> To be done:
Revise the material below so that each "innermost" reads "central", and leave everything else unchanged.

> Data for the task:
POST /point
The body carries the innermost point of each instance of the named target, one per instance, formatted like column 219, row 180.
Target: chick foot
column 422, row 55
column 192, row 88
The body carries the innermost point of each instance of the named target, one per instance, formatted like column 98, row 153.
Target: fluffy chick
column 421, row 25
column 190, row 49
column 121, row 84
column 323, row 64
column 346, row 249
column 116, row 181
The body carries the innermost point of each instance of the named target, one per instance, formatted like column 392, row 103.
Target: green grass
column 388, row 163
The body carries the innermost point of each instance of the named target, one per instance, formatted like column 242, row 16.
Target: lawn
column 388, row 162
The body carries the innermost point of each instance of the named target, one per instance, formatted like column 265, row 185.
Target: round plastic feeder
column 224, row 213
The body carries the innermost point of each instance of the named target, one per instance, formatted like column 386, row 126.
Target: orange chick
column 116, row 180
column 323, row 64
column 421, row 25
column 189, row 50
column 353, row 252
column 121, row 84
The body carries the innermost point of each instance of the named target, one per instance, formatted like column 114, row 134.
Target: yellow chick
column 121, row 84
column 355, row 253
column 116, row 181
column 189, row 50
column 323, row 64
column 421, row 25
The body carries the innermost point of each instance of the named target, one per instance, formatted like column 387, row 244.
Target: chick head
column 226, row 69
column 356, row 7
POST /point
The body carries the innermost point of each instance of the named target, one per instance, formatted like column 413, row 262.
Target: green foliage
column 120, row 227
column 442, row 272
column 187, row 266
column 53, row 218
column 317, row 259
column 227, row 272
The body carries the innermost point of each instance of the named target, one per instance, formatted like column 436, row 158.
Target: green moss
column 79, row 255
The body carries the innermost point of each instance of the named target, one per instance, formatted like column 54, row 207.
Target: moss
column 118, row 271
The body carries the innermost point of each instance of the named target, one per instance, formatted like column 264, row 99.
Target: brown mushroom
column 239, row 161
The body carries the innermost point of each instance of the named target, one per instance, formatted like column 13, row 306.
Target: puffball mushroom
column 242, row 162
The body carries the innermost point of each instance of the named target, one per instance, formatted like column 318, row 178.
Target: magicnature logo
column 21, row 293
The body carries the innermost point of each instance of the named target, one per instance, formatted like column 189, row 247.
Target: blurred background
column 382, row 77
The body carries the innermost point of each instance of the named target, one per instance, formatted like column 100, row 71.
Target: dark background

> Response below:
POST /point
The body carries the central point of each instance of the named target, one per instance, formatted like column 219, row 180.
Target: chick foot
column 422, row 55
column 192, row 88
The body carries the central point of each instance of the named target, one per instance, formatted like column 98, row 153.
Target: fluffy chick
column 421, row 25
column 190, row 49
column 121, row 84
column 323, row 64
column 346, row 249
column 116, row 181
The body carries the central point of each instance of the named target, one per instance, formatted like column 392, row 103.
Target: green grass
column 388, row 163
The body carries the central point of each instance of the named target, one per instance, formatted like column 242, row 16.
Target: lawn
column 388, row 162
The body carries the central point of each instance of the named target, one per instance, formatted like column 265, row 185.
Target: round plastic feeder
column 224, row 213
The body carries the central point of each instance of the named target, one per instance, formatted like column 386, row 126.
Target: orange chick
column 116, row 180
column 323, row 64
column 421, row 25
column 189, row 50
column 353, row 252
column 121, row 84
The body carries the central point of each instance of the named target, one per instance, formatted like column 114, row 134.
Target: yellow chick
column 121, row 84
column 355, row 253
column 116, row 181
column 189, row 50
column 323, row 64
column 421, row 25
The body carries the central point of each instance of the named target, one per instance, formatted like column 387, row 244.
Target: chick head
column 226, row 69
column 356, row 7
POST /point
The body carries the central point of each instance of the named target, one per instance, formatted like column 413, row 262.
Target: green foliage
column 120, row 227
column 442, row 272
column 187, row 266
column 53, row 218
column 317, row 259
column 227, row 272
The body carries the central point of each instance of the named target, one per instance, formatted like column 436, row 158.
Target: green moss
column 79, row 255
The body carries the central point of each instance of the named target, one per instance, formatted like column 54, row 207.
Target: moss
column 118, row 271
The body carries the central point of each instance of the named target, one per instance, formatted like column 264, row 99.
Target: brown mushroom
column 239, row 161
The body carries the central point of each instance of the named target, one per instance, formatted like column 13, row 306.
Target: puffball mushroom
column 242, row 162
The body carries the central point of each instance of the named target, one per instance, formatted like column 318, row 178.
Target: magicnature logo
column 21, row 293
The body carries the central point of each instance of the named target, one per instance, formatted like column 189, row 247.
Target: blurred background
column 382, row 77
The body carries the central point of each instance of the named target, one per instance, formatted like column 100, row 71.
Target: dark background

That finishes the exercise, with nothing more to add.